● **AIM OF THE TASK**:
Copy the lines from the one containing "Exercise. Mark the pipe" through the end of the records, swapping "pipe insulation" for "pipe wrap" and leaving everything else unchanged.
——————————
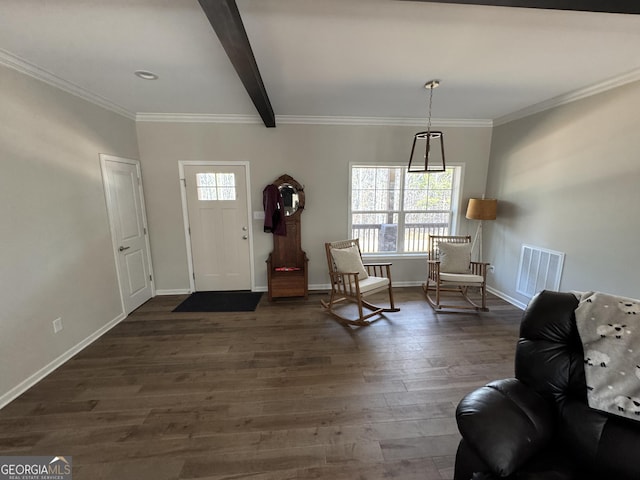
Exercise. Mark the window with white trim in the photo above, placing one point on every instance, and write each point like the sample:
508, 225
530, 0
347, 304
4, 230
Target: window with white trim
394, 212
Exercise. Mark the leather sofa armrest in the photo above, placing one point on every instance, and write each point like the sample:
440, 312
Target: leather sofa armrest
505, 423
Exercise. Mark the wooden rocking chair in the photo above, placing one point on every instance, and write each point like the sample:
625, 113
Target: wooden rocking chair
451, 270
351, 281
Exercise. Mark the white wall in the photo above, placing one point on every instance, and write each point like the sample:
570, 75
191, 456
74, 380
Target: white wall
56, 258
317, 156
568, 179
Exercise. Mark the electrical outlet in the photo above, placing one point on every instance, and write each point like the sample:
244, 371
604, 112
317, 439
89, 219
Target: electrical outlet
57, 325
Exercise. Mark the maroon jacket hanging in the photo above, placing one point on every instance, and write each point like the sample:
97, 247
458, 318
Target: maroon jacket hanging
273, 211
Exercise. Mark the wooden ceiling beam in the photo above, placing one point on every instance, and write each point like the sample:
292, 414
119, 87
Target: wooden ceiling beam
226, 22
608, 6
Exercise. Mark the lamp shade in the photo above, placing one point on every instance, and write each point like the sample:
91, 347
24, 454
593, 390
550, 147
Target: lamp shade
482, 209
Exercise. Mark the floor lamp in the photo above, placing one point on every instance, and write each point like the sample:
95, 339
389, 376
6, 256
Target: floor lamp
481, 209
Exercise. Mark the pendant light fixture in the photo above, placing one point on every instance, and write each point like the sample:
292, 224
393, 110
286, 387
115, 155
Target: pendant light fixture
427, 151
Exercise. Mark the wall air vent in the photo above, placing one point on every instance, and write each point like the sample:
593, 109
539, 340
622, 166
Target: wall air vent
540, 269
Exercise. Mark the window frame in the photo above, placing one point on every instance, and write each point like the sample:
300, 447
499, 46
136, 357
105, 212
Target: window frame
454, 214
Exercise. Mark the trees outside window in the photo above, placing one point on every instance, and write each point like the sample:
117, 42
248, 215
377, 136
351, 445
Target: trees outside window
393, 211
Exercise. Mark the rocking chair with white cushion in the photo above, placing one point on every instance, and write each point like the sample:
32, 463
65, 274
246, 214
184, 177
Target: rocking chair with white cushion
351, 281
451, 270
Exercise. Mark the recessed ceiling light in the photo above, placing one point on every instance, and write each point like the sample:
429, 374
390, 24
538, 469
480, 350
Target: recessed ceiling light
145, 75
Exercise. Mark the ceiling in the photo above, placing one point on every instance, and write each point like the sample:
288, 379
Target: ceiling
322, 58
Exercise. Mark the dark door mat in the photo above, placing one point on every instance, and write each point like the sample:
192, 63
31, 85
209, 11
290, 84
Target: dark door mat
231, 301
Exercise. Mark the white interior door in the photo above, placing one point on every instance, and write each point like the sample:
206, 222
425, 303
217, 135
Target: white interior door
125, 204
219, 228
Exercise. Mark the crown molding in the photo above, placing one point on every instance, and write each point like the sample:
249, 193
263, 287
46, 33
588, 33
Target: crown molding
309, 120
386, 121
12, 61
196, 118
570, 97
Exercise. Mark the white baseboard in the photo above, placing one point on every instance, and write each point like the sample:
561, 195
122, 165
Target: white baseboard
177, 291
507, 298
26, 384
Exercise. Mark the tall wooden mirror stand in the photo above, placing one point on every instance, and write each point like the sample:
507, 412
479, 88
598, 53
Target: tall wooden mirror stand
287, 272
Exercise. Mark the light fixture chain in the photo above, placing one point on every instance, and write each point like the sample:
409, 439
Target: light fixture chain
430, 101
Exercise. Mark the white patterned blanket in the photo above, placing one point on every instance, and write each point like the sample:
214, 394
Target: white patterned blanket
609, 327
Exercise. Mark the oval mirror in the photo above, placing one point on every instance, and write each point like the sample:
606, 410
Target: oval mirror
290, 198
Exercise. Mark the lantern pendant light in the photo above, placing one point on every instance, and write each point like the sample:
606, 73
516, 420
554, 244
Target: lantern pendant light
427, 151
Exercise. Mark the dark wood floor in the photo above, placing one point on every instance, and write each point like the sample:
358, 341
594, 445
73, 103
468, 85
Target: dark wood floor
284, 392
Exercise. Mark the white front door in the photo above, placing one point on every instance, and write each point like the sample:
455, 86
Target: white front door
125, 205
218, 226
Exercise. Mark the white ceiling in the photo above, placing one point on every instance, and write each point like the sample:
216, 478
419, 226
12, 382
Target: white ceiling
321, 58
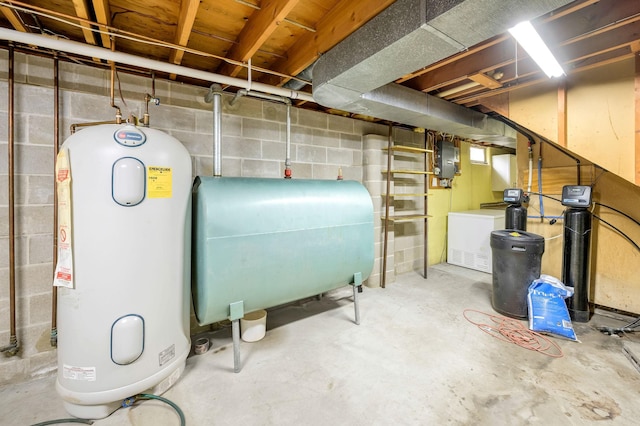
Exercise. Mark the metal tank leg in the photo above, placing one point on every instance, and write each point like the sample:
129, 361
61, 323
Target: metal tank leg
235, 332
236, 311
357, 288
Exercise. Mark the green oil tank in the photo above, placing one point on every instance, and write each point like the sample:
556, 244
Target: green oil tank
265, 242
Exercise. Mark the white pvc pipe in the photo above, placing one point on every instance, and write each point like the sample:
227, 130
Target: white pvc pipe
87, 50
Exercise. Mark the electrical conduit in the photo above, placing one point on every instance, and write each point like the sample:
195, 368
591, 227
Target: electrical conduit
13, 348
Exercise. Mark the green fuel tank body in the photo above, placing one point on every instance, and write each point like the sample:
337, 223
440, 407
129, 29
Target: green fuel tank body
265, 242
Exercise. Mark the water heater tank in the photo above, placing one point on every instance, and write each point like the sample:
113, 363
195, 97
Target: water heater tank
265, 242
123, 320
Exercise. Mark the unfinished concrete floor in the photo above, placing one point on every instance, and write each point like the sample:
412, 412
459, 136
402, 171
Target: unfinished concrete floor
414, 360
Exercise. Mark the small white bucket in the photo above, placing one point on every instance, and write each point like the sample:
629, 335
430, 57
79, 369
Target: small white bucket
253, 326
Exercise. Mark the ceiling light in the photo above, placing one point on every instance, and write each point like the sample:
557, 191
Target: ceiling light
531, 42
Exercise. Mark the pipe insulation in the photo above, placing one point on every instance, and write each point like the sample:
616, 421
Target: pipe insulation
137, 61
——————————
● **COMPLETED TASK**:
Exercise. Mark the pipe wrap in the photo above, placing one point on every instance, and write each point like the sample:
616, 421
Target: pipe wrap
137, 61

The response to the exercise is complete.